*DOEL OPDRACHT*
Zet het deel van het overzicht hieronder dat begint bij de eerste regel en eindigt met de regel waarin "x=301, y=323" staat, om in een JSON-lijst van strings, met één string per regel en zonder lege regels. Laat de plaatjes weg uit je antwoord.

*WERKGEGEVENS*
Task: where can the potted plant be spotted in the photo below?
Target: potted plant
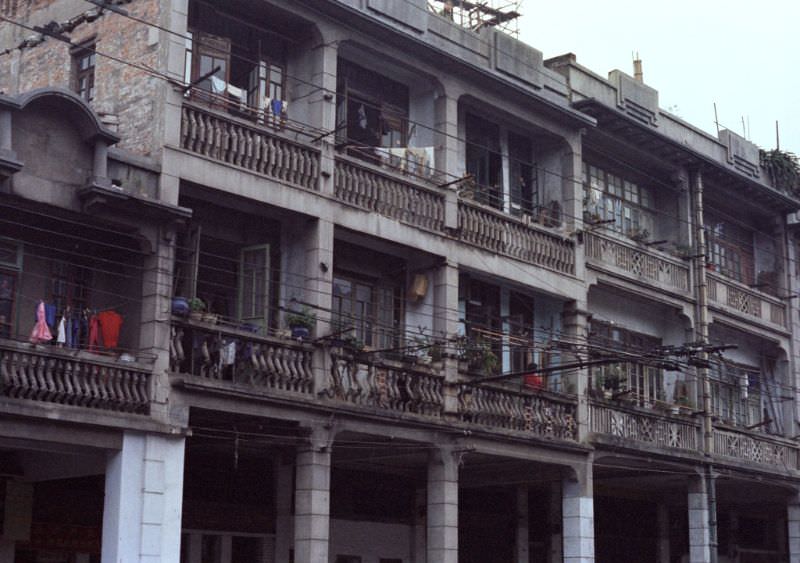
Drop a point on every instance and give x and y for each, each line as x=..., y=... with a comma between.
x=196, y=308
x=301, y=323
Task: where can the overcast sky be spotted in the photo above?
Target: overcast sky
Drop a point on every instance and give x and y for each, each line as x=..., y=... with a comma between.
x=745, y=56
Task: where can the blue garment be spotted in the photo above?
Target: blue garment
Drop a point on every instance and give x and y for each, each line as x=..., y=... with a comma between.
x=50, y=314
x=277, y=107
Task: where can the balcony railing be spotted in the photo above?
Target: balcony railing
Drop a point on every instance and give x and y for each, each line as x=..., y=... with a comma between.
x=739, y=299
x=232, y=141
x=655, y=429
x=51, y=375
x=223, y=353
x=358, y=184
x=637, y=263
x=385, y=385
x=502, y=234
x=538, y=414
x=757, y=449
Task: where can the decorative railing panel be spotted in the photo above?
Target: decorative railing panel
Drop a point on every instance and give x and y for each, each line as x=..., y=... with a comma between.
x=751, y=448
x=385, y=386
x=502, y=234
x=658, y=430
x=223, y=138
x=359, y=185
x=227, y=354
x=512, y=410
x=70, y=378
x=739, y=299
x=639, y=263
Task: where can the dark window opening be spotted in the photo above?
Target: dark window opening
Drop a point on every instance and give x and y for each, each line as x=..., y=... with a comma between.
x=371, y=114
x=83, y=61
x=485, y=160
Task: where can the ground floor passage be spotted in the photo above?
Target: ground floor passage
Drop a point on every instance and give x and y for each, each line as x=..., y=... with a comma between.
x=255, y=490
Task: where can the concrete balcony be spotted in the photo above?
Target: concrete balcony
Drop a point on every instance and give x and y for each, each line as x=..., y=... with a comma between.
x=629, y=427
x=56, y=376
x=637, y=263
x=738, y=300
x=248, y=145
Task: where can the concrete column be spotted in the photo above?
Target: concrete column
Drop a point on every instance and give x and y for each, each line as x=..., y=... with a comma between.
x=572, y=188
x=522, y=540
x=446, y=145
x=442, y=538
x=154, y=331
x=699, y=532
x=284, y=524
x=555, y=549
x=577, y=509
x=662, y=526
x=445, y=325
x=143, y=496
x=100, y=162
x=793, y=527
x=574, y=322
x=312, y=499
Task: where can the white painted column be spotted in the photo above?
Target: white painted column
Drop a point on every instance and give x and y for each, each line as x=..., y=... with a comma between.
x=793, y=528
x=284, y=524
x=312, y=500
x=143, y=496
x=699, y=533
x=442, y=538
x=662, y=524
x=522, y=539
x=577, y=514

*ANTWOORD*
[
  "Task: where can the potted plant be spotted in the photo below?",
  "Target: potted plant",
  "Drop a point on every instance and give x and y for each, each line as x=..., y=... with a comma between.",
  "x=196, y=308",
  "x=301, y=323"
]